__TEXT SHOWN__.
In an age of political confusion and diversity of opinion over health coverage, to the average patient there may not be any apparent strategy they can take advantage of to lower their personal costs or best meet their medical needs. Do they go to an urgent care center? Do they stop into a retail center? Do they end up in a hospital emergency room seeking care? Systems may struggle as well as to what are the right things to do and how best to provide care in cost effective yet medically appropriate environments. With the large capital dollars allocated to real estate strategies on systems financial health should clearly include those which elevate the value and importance of real estate to gain returns in fulfillment of those goals. They can also be used in the overall vision to provide a message of clarity about those programs and services to the public, becoming part of the message of quality and convenience of the system to their patients.

We see in our North Texas health systems tiered investments including main hospital campuses, real estate products for neighborhood convenience, ambulatory clinics and surgery centers, branded physician practices, or urgent care and emergency centers. The recent trend of developing micro-hospitals as a component of a system’s strategy cannot be ignored either. Whatever multiplicity of combinations of facilities employed to deliver care it is also important to consider the administrative and support functions that may serve the system in facilities that may not be on the main campus as well. Coordinating this compliment of properties and spaces into a portfolio of value complimentary to financial objectives is a planning operation in its own right.

Facilities as an asset enhancement rather than a necessary evil all point to a conclusion that the importance of a strategy for facilities that align with a system’s outreach, growth, and financial strategies can be a powerful advantage, especially when planning for functional appropriateness, flexibility, and growth potential are master-planned into real estate decisions. Matching function with building type yet allowing flexibility for growth or change is a planning solution. Administrative and service functions are also workplace environments and can be designed to contribute to employee retention and lower personnel costs. Flexible design for infrastructure is important especially in technically complex environments like surgical centers or remote ED’s where renovation may be necessary for future change. Re-purposing existing properties to maximize their advantage could allow for some low-cost improvements to be included in a master plan. As environments of care leave the towers of the past and move closer to the home, the old real estate adage “location, location, location” offers real visual and convenience opportunities in the strategy. Placing the right healthcare services to meet the right demographic need involves the right design for the right operational support for the care provided.

__COMPLETE THE FOLLOWING__.
a. Reproduce the health facilities real estate article from "We see in our" to "its own right.".
b. Take the health facilities real estate article further, picking up right after its last sentence.

__RECORDED INFORMATION__.
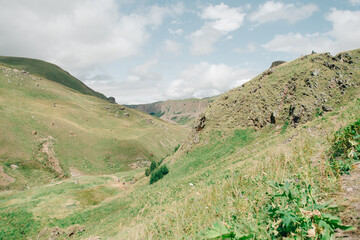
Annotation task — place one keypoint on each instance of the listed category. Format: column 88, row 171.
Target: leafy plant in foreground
column 345, row 149
column 290, row 211
column 158, row 174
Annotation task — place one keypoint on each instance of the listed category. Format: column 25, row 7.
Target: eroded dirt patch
column 5, row 179
column 47, row 147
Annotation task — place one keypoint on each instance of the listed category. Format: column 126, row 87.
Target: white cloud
column 224, row 18
column 299, row 44
column 205, row 79
column 343, row 36
column 144, row 72
column 178, row 31
column 354, row 2
column 272, row 11
column 251, row 47
column 172, row 47
column 77, row 35
column 221, row 20
column 346, row 26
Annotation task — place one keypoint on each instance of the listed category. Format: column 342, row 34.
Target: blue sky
column 141, row 51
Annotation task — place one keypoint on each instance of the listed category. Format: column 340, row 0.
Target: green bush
column 153, row 166
column 290, row 211
column 177, row 147
column 345, row 148
column 158, row 174
column 147, row 172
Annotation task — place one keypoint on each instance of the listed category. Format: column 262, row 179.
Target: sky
column 142, row 51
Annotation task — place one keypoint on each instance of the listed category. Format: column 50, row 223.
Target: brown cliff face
column 289, row 94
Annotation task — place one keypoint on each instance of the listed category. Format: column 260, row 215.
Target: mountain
column 268, row 160
column 183, row 112
column 50, row 131
column 49, row 71
column 289, row 94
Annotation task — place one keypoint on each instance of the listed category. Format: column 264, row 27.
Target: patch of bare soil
column 351, row 202
column 75, row 172
column 4, row 178
column 52, row 161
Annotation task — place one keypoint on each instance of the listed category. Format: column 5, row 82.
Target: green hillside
column 233, row 178
column 49, row 71
column 183, row 112
column 49, row 132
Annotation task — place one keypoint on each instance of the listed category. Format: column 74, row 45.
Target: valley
column 262, row 162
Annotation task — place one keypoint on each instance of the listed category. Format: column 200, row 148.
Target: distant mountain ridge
column 183, row 112
column 51, row 72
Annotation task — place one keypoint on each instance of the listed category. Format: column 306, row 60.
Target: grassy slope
column 224, row 170
column 183, row 112
column 49, row 71
column 91, row 135
column 294, row 92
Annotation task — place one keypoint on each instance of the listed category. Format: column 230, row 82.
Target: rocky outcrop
column 276, row 63
column 290, row 94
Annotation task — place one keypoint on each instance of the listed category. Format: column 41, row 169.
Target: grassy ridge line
column 89, row 134
column 183, row 112
column 224, row 173
column 49, row 71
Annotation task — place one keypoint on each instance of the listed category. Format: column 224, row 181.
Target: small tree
column 158, row 174
column 147, row 172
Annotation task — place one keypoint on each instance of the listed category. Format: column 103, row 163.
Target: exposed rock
column 5, row 179
column 316, row 72
column 327, row 108
column 14, row 167
column 111, row 99
column 276, row 63
column 140, row 164
column 52, row 161
column 72, row 134
column 72, row 230
column 201, row 122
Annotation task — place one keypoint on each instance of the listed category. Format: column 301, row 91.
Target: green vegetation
column 158, row 174
column 290, row 211
column 237, row 178
column 157, row 114
column 345, row 149
column 49, row 71
column 46, row 130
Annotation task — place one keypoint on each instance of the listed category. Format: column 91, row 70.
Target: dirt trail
column 351, row 202
column 4, row 178
column 48, row 148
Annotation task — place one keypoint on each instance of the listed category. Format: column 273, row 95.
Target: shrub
column 147, row 172
column 345, row 148
column 290, row 211
column 176, row 148
column 153, row 166
column 158, row 174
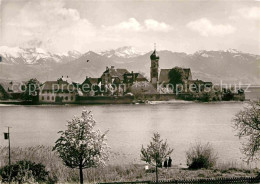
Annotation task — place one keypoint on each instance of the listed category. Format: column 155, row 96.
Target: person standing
column 165, row 164
column 169, row 162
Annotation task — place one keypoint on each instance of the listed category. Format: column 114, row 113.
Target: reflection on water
column 130, row 126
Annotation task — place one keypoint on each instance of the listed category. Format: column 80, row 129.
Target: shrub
column 201, row 156
column 24, row 171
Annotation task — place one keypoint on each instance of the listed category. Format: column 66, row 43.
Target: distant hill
column 230, row 66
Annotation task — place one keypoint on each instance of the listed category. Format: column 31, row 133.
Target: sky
column 180, row 25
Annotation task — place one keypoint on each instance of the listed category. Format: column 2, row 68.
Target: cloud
column 151, row 24
column 250, row 12
column 206, row 28
column 48, row 24
column 133, row 25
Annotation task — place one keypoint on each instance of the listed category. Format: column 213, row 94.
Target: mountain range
column 228, row 66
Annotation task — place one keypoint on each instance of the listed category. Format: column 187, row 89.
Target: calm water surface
column 130, row 126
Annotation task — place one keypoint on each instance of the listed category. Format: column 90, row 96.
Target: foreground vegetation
column 129, row 172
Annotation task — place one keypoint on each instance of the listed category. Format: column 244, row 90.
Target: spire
column 154, row 55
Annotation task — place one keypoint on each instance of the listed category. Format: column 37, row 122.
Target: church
column 161, row 76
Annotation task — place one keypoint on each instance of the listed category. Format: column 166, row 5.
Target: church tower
column 154, row 70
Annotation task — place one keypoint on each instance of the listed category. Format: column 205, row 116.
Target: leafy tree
column 176, row 76
column 32, row 86
column 156, row 152
column 247, row 122
column 80, row 146
column 24, row 171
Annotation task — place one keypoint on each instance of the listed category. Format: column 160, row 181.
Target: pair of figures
column 167, row 162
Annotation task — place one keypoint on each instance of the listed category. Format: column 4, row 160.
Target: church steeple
column 154, row 70
column 154, row 55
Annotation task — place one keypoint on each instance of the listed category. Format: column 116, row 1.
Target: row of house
column 112, row 82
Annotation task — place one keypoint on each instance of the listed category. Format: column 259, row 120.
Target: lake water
column 130, row 126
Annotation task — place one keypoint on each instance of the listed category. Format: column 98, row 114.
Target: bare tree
column 156, row 152
column 80, row 146
column 247, row 122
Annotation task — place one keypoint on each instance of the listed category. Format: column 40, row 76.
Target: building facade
column 57, row 92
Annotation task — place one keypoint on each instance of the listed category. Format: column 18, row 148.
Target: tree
column 201, row 156
column 80, row 146
column 176, row 76
column 247, row 122
column 31, row 89
column 156, row 152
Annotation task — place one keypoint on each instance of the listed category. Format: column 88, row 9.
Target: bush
column 24, row 171
column 201, row 156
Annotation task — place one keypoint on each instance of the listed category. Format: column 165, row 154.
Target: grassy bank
column 131, row 172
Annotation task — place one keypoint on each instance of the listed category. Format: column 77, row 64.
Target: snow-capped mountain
column 16, row 55
column 122, row 52
column 229, row 66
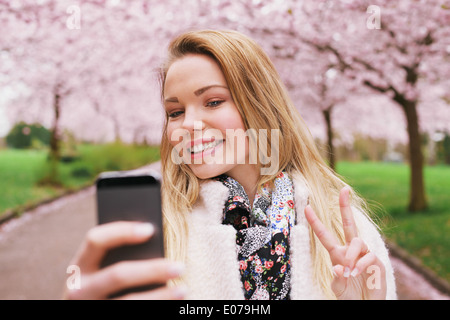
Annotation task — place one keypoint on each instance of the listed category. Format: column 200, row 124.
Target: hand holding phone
column 108, row 267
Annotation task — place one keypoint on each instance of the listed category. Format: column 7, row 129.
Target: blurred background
column 79, row 94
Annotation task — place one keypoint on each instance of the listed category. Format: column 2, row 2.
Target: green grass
column 22, row 170
column 424, row 234
column 386, row 187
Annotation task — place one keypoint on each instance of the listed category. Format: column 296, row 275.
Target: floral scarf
column 262, row 236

__SOLVED PROBLEMS__.
a.
We see in our North Texas health systems tiered investments including main hospital campuses, real estate products for neighborhood convenience, ambulatory clinics and surgery centers, branded physician practices, or urgent care and emergency centers. The recent trend of developing micro-hospitals as a component of a system’s strategy cannot be ignored either. Whatever multiplicity of combinations of facilities employed to deliver care it is also important to consider the administrative and support functions that may serve the system in facilities that may not be on the main campus as well. Coordinating this compliment of properties and spaces into a portfolio of value complimentary to financial objectives is a planning operation in its own right.

b.
Experienced qualified master-planning professionals can perform the services in creating decision support tools needed by health system administrators and boards in development of a facility strategy. Market analysis, demographic needs, volume projection, space programming, real estate valuation, feasibility study, land use planning, cost of lease, construction costs, and cost of financing, and more are all components of a comprehensive strategic facility plan. For many systems this process never slows down in spite of the threat of changes to value-based reimbursement, repeal of ACA, and changes in lease rules, tax exemption status, as well as the ever-present environment of regulatory scrutiny. While facing an environment of change, one thing that can remain consistent is maintaining real estate assets as a financial value proposition in healthcare systems’ overall strategic plans.

Dan Killebrew is an associate principal at Page as well as a member of the board of directors of the newly formed HealthCare Institute of North Texas.